◆ EXTRACT TO READ:
*****
The modern communications era has brought about a tremendous expansion of wireline and wireless networks. Computer networks, television networks, and telephony networks are experiencing an unprecedented technological expansion, fueled by consumer demand. Networking technologies have addressed related consumer demands, while providing more flexibility and immediacy of information transfer.
Current and future networking technologies continue to facilitate ease of information transfer and convenience to users by expanding the capabilities of electronic devices and by improving network performance. One advance that has improved the capabilities of electronic devices to provide services and processing to users is the use of parallel computing. Parallel computing involves either the user of multiple processors or multi-core processors in a single device or multiple processors distributed over different devices to perform computing operations such as calculations, computations or other processing efforts using the parallel resources of the processors involved. Thus, for example, some threads may be processed on one processor or core, while other threads may be simultaneously processed on another processor or core.
Significant increases in speed and processing capabilities may be added to devices or systems that employ parallel computing. Accordingly, in the absence of space, cost and power consumption limitations, it may otherwise be desirable to continue to add additional processors or cores to continue to increase the processing capabilities of devices. However, the limitations described above are very common in real world devices. Moreover, for mobile electronic devices, the limitations tend to be more acute than may be experienced in some other environments.
Accordingly, it may be desirable to manage the computing resources and power resources in parallel computing environments in some cases.

BRIEF SUMMARY

A method, apparatus and computer program product are therefore provided to enable portability of partially accelerated signal processing applications. In this regard, for example, some embodiments may provide for portability of accelerated or partially accelerated signal processing algorithms by providing an ability to selectively support either hardware accelerated or processor-based implementations dependent upon the target hardware platform that is ultimately to execute code that is being compiled on another platform ahead of time.
*****
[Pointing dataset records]
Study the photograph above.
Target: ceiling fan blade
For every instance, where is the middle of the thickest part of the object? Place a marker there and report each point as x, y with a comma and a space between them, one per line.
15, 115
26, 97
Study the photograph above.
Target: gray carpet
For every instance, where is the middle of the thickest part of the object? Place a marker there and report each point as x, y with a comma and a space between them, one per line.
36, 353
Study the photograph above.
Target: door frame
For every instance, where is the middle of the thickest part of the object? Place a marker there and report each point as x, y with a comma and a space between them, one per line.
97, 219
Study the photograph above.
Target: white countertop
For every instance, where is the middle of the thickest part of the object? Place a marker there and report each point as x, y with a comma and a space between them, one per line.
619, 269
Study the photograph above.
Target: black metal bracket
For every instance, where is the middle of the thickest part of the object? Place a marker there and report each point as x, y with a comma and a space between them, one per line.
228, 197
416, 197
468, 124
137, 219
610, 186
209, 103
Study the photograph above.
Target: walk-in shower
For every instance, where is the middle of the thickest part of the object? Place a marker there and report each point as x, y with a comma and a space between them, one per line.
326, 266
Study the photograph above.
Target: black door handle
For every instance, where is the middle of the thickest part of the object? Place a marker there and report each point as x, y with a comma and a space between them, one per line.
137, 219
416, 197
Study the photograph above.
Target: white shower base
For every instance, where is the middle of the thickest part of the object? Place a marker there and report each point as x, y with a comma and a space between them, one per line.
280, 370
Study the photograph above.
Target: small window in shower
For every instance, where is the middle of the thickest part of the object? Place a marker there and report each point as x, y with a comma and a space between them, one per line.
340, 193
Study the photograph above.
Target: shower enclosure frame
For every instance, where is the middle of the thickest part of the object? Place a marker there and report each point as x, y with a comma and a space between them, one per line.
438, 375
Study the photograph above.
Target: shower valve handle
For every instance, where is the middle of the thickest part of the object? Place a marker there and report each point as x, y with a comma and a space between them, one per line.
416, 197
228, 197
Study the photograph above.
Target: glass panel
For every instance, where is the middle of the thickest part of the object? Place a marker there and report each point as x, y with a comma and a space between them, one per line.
*****
◆ LIST OF TASKS:
**A.** Shorten the paragraph of the parallel computing passage that begins "Significant increases in speed", keeping its main facts.
**B.** Write the next part of the parallel computing passage, starting after its final sentence.
The pointing data is separate material from the parallel computing passage.

◆ OUTPUTS BY TASK:
**A.** Parallel computing can bring large gains in speed and processing capability to devices or systems. Without space, cost and power consumption limits, adding more processors or cores to increase capability could seem desirable. Those limits are very common in real devices, however, and are often more severe in mobile electronic devices.

**B.**
In one example embodiment, a method of providing portability of partially accelerated signal processing applications is provided. The method may include receiving target information descriptive of accelerated function availability of a target hardware platform, receiving source code for an application and defining functions associated with the application, at least one of the functions being capable of accelerated implementation in the target hardware platform, and causing compiling of an executable code including either an at least partially hardware accelerated implementation or a processor-based implementation based on the target information.
In another example embodiment, an apparatus for providing portability of partially accelerated signal processing applications is provided. The apparatus may include at least one processor and at least one memory including computer program code. The at least one memory and the computer program code may be configured to, with the at least one processor, cause the apparatus to perform at least receiving target information descriptive of accelerated function availability of a target hardware platform, receiving source code for an application and defining functions associated with the application, at least one of the functions being capable of accelerated implementation in the target hardware platform, and causing compiling of an executable code including either an at least partially hardware accelerated implementation or a processor-based implementation based on the target information.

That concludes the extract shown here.